# [Objective]
Repeat all of the data precisely.

# [Dataset records about object locations]
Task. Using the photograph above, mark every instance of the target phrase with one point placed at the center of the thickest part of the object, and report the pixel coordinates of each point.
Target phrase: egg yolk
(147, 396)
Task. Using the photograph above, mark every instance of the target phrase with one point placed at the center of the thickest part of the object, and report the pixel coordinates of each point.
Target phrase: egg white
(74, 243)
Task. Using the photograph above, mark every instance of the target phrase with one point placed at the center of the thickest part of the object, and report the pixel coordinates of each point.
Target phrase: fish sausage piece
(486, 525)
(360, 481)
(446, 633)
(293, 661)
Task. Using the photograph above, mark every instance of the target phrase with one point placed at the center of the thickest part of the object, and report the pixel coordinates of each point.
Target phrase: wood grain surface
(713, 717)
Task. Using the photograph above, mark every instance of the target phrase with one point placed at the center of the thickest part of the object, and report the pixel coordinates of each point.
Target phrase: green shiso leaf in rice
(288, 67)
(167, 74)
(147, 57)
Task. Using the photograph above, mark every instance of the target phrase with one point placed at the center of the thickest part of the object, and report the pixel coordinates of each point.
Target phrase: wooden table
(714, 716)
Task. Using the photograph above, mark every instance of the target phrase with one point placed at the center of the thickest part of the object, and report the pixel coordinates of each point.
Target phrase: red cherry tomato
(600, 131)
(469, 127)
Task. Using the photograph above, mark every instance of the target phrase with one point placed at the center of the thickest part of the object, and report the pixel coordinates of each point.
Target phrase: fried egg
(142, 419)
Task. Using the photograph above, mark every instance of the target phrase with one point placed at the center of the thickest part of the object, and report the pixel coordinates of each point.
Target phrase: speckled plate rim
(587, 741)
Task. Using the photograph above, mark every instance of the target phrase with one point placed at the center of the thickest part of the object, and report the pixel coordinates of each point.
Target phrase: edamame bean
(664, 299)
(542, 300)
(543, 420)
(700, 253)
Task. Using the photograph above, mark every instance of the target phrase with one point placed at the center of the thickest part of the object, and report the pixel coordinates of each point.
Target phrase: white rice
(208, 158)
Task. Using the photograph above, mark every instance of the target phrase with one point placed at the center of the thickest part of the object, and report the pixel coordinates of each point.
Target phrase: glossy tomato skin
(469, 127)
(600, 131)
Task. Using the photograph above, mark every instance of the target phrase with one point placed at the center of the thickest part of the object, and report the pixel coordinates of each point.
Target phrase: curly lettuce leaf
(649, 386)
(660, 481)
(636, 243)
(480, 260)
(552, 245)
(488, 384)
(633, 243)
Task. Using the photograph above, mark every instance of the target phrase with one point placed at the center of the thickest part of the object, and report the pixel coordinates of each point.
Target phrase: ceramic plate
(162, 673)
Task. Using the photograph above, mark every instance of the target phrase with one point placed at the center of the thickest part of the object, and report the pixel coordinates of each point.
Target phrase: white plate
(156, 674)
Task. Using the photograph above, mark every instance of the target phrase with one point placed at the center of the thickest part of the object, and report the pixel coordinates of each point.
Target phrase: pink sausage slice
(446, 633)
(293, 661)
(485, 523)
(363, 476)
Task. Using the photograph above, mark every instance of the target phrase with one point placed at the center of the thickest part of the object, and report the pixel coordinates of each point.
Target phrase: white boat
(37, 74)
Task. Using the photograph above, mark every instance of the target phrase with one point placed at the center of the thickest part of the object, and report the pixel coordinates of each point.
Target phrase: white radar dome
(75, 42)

# [Finished exercise]
Task. Using the photograph above, mark every instance of the target phrase with one point placed at the center of the thickest part of the object, and report the pixel coordinates of each point.
Target phrase: egg yolk
(147, 396)
Task. Using the photograph above, mark every instance of the target phrase with one point placed at the center of the thickest part of the object, and report the pixel coordinates of each point.
Target phrase: egg white
(74, 243)
Task. Using the photograph above, mark every instance of the target phrase with one point placed at the center of the thickest part of the object, and report the pixel coordinates of each point.
Target phrase: fish sausage piece
(486, 525)
(360, 481)
(446, 633)
(293, 661)
Task. Using the photograph above, mark every instance of the target phrase with one point placed at the center of the thickest part of the object, and report the pixel coordinates of each point.
Target phrase: wood grain surface
(713, 717)
Task. Using the photograph above, mark every instance of the target phrase with one point placed at the center of the thickest part of the object, and report the pixel coordinates of each point.
Target phrase: green shiso leaf in rice
(288, 67)
(167, 74)
(147, 57)
Task. Using the photograph above, mark every instance of the target phrase with one point placed at the center of the thickest part of the object, and report the pixel coordinates of each point.
Target phrase: wooden table
(714, 716)
Task. Using the photograph above, mark every instance of the target phrase with one point placed at the center of the thickest part of the object, and report the pixel coordinates of each point.
Target phrase: red cherry tomato
(600, 131)
(469, 127)
Task. Using the photograph above, mark every instance of the target phrase with one point placed at the center of the thickest part of the object, and report the pixel coordinates of each point.
Target phrase: fried egg
(142, 419)
Task. Using the photograph above, mark every instance of the target phrase with one point placed at the center of the thickest part of the object, and report the pixel coordinates of each point.
Target phrase: speckled plate rim
(587, 741)
Task. Using the photograph above, mark every instance of the target phrase with one point placed at the center of the thickest part of the object, and report the pixel coordinates of each point.
Target phrase: edamame bean
(664, 299)
(542, 300)
(543, 420)
(700, 253)
Task. Using the photograph above, mark every instance of the target phrase with one point placed at the center of the thickest part of the object, and report the pixel coordinates of each point.
Target phrase: white rice
(208, 158)
Task. Using the photograph above, mark every instance of the target phrase with one point placed at the center of the thickest part of the object, and report the pixel coordinates of each point.
Target phrase: glossy tomato skin
(469, 127)
(600, 131)
Task. Using the photograph above, mark every instance of the target phrase with one point placed at the center of the thickest part of the object, and report the pixel coordinates of each point.
Target phrase: curly lettuce leaf
(649, 386)
(660, 481)
(636, 243)
(480, 260)
(552, 245)
(488, 384)
(633, 243)
Task. Using the photograph above, mark every instance of the target phrase with one point placed at the center of the thickest part of the object, and report the pixel coordinates of each point.
Target phrase: ceramic plate
(162, 673)
Task. Using the photograph above, mark every instance of the target phrase with one point placed at the center of the thickest part of the object, and report the pixel coordinates of each point.
Target phrase: white plate
(156, 674)
Task. Using the photograph above, mark every instance of the target phrase with one point placed at the center of the thickest part of the object, and report the pixel coordinates of each point.
Target phrase: pink sausage slice
(446, 633)
(293, 661)
(485, 523)
(363, 476)
Task. Using the photograph above, mark every instance of the target phrase with one point placed at the center of the thickest part of the object, and report the pixel coordinates of each point.
Target phrase: white boat
(37, 74)
Task. Using the photograph above, mark every instance of the target phrase with one point placed at the center of the thickest part of the object, and report the pixel coordinates of each point.
Target phrase: white radar dome
(75, 42)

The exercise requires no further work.